--- START ---
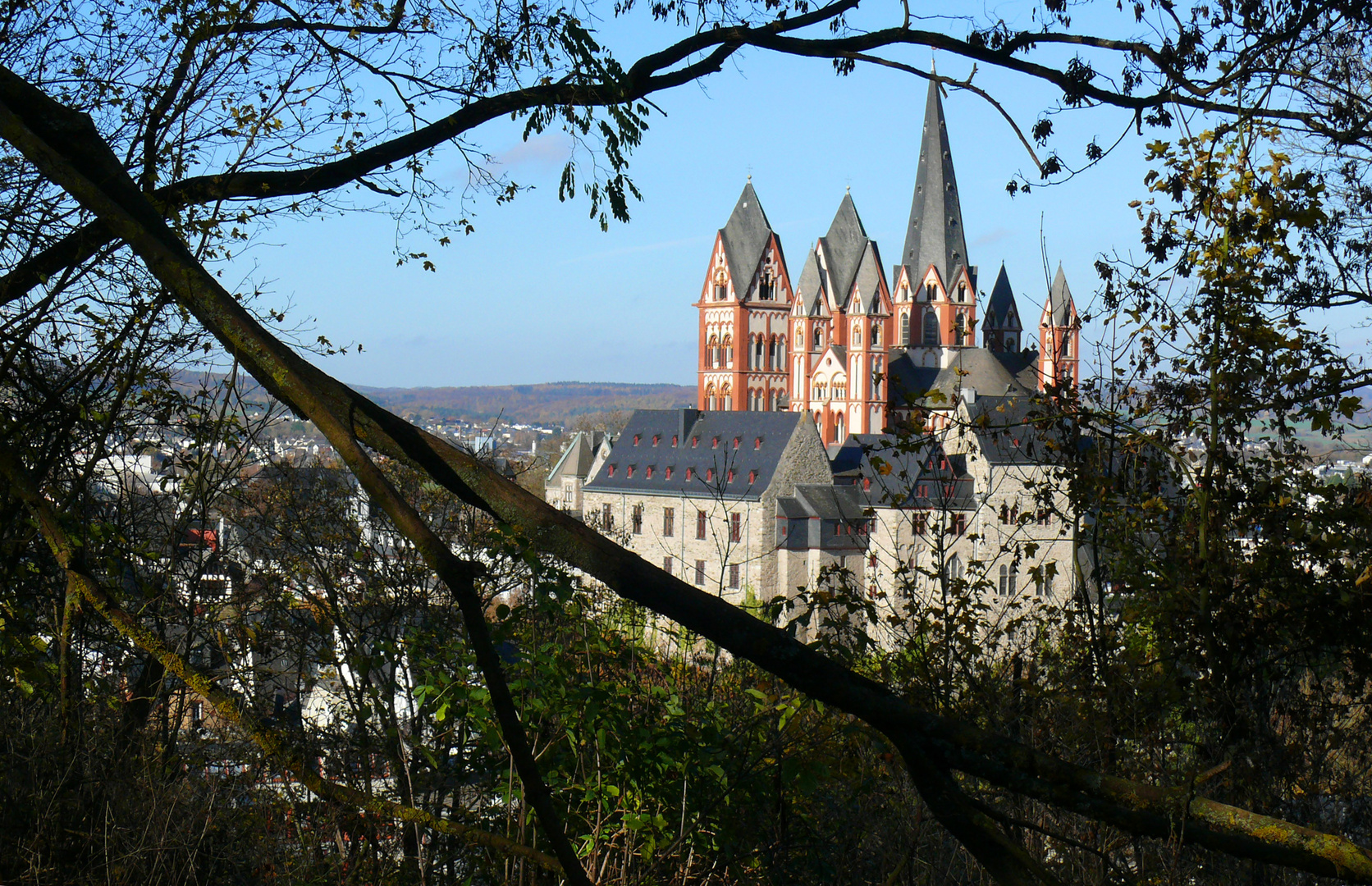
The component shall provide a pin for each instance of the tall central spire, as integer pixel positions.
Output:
(935, 235)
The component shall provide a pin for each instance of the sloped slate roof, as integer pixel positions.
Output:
(916, 473)
(745, 238)
(696, 449)
(935, 234)
(844, 246)
(1002, 304)
(870, 279)
(1004, 430)
(810, 290)
(1059, 299)
(577, 459)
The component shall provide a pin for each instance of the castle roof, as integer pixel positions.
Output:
(704, 459)
(1059, 306)
(810, 288)
(844, 247)
(935, 235)
(745, 238)
(1002, 312)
--- END ---
## [WHAT THE TASK ASKS]
Your job is to copy each entry exactly as written; the pictures do not go in.

## [OUTPUT BELOW]
The component shall provide a pin for each instance of the tall central spire, as integer pixel positions.
Output:
(935, 235)
The component shall provide a pin for each instance of the sloped slate roof, as integer pixel positions.
Output:
(916, 473)
(745, 238)
(696, 449)
(935, 234)
(844, 246)
(1002, 304)
(870, 279)
(1004, 430)
(810, 290)
(1059, 299)
(577, 459)
The component shall provide a pin for each instance of the castle roof, as integer pixel positions.
Output:
(704, 459)
(1059, 306)
(810, 288)
(844, 247)
(935, 235)
(745, 238)
(1002, 312)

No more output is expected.